* DIRECTION
Reproduce the records below word for word, from the line that contains "Would you be able to tag each instance of the smiling" through the end of the records, including that line.

(Source records)

- - -

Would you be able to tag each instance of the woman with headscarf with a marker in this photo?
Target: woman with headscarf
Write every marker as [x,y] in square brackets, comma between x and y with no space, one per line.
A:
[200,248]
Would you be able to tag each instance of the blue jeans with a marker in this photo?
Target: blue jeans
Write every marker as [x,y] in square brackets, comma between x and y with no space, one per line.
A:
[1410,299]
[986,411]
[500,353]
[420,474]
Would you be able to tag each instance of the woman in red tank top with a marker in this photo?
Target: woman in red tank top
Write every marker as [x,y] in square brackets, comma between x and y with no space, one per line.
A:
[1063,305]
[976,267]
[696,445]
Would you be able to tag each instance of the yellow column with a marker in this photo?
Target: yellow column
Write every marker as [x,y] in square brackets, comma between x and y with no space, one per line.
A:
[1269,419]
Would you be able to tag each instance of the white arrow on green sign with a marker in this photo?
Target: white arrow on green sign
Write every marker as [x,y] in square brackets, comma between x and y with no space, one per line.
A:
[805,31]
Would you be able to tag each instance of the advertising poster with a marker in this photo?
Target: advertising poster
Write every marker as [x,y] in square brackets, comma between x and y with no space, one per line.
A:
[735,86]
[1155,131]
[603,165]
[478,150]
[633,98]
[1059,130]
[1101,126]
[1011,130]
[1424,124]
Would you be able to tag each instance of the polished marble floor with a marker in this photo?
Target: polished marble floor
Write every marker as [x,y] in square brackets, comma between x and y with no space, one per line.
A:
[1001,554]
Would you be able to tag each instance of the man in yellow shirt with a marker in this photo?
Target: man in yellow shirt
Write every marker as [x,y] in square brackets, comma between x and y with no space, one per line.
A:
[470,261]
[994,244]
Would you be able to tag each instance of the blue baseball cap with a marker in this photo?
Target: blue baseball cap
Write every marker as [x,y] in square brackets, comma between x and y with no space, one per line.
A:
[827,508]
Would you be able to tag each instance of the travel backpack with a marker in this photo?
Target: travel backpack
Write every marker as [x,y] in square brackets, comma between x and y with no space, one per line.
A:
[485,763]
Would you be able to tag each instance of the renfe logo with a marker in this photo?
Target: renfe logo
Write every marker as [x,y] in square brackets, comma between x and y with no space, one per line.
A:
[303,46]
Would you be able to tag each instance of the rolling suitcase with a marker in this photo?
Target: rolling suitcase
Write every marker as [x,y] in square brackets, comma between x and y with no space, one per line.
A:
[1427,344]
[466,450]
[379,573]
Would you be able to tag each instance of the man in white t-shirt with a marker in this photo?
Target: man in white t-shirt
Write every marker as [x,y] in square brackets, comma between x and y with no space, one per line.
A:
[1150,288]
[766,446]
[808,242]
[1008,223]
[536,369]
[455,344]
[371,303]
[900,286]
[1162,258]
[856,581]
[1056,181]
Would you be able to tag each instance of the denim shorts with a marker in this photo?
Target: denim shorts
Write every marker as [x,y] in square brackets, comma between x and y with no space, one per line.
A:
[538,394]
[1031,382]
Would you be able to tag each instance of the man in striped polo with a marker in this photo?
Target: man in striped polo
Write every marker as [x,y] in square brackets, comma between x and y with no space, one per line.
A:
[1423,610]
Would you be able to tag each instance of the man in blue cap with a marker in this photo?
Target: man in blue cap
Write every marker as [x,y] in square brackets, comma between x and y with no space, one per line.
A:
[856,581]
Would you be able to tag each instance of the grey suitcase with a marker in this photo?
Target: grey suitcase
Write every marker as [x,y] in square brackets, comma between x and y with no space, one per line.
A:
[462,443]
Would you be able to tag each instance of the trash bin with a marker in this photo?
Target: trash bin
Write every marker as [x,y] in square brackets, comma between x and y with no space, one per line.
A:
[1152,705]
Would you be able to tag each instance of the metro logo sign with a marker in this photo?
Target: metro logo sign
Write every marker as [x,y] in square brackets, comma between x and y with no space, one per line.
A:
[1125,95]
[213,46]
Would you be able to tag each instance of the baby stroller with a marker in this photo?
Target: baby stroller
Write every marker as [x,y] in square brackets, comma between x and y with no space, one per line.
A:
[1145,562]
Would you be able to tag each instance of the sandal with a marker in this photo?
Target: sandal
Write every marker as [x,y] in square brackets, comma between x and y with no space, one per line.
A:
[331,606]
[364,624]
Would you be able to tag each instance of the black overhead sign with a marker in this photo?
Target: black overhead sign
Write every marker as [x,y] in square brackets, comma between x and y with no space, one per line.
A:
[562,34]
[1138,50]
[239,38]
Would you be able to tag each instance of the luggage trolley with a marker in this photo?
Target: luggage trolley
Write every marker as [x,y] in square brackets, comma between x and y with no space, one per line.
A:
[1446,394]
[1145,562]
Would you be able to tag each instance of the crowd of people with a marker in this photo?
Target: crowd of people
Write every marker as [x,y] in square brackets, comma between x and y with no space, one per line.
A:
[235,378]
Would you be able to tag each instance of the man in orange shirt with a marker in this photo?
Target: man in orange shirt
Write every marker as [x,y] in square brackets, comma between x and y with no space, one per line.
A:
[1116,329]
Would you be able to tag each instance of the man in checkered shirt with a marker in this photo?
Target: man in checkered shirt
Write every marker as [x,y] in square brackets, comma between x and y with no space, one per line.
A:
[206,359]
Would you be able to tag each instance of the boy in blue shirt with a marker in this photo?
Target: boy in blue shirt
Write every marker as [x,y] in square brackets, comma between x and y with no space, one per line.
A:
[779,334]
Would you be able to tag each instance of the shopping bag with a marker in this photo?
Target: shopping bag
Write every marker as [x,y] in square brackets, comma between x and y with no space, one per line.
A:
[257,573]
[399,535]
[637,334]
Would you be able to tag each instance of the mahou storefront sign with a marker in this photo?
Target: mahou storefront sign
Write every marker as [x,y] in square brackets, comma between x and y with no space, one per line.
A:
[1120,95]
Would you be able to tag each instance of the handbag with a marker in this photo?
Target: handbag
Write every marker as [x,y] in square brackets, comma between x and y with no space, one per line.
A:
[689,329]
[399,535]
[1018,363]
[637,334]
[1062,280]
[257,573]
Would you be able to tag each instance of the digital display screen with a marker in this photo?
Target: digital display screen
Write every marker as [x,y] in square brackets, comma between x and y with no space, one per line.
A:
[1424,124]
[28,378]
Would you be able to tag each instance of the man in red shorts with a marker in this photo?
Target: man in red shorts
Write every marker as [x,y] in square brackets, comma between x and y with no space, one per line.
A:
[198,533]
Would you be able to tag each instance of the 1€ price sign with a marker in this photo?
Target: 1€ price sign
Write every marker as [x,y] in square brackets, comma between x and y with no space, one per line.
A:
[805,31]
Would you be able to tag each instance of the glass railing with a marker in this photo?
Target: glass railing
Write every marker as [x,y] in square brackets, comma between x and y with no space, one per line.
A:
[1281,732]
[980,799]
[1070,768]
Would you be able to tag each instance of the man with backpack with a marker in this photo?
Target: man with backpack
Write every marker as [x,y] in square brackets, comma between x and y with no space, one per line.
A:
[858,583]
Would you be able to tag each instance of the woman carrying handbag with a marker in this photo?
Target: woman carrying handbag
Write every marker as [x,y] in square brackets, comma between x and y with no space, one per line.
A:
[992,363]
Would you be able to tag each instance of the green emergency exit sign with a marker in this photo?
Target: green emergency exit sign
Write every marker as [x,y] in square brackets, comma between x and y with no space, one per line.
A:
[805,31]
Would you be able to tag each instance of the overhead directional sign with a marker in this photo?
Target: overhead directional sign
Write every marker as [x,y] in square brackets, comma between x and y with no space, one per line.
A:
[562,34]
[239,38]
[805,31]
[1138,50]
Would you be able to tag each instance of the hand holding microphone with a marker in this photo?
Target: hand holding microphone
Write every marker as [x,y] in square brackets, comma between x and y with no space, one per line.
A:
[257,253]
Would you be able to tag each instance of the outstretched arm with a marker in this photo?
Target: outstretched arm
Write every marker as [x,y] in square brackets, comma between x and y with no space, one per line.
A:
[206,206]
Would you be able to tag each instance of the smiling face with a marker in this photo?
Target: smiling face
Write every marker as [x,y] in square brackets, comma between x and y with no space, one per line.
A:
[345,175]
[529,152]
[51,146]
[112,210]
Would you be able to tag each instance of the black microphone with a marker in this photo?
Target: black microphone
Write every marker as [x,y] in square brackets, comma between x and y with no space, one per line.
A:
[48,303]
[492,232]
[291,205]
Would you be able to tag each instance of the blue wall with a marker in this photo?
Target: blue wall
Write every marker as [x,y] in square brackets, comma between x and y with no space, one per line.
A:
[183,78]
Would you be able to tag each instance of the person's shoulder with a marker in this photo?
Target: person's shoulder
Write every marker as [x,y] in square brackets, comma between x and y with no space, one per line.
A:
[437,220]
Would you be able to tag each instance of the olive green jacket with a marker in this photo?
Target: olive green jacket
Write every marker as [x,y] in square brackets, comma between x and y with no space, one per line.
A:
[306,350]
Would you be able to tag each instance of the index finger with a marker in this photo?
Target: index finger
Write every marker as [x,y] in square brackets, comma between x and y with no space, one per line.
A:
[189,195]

- - -

* ANSWER TO THIS TASK
Would you be able to tag each instance of the smiling face with a marker in this photo?
Target: smiling face
Write every marker as [x,y] in square brackets, comma between x and y with no space, one per line.
A:
[345,175]
[529,152]
[51,146]
[112,210]
Would you be able to tag each instance of the black microphone with a marker in this photo?
Target: black microphone
Write every marker as [x,y] in square brackets, comma between x and y with no space, one per line.
A:
[48,303]
[492,232]
[291,205]
Would you be able to tag each instance of the blue wall with a marker in this photo?
Target: blue wall
Write every marker as [x,y] in square brackets, comma between x and y with no space, one per line.
A:
[183,78]
Would you be able to tag each instance of the person's shoulder with a marker in this photo?
Target: person's shoulder
Write every marker as [x,y] in square brackets, comma between x and y with no space, one per line.
A:
[437,220]
Would you be able to tag each instance of the olive green jacket with a marker in this photo?
Target: olive green jacket
Write every marker as [x,y] in square brackets, comma between x and y with no space, one per line.
A:
[306,350]
Would you be able to tag each instance of the index finger with a marker in this photo?
Target: index finger
Write every marker as [x,y] in square brackets, comma between x and y with no space, one per line.
A:
[189,195]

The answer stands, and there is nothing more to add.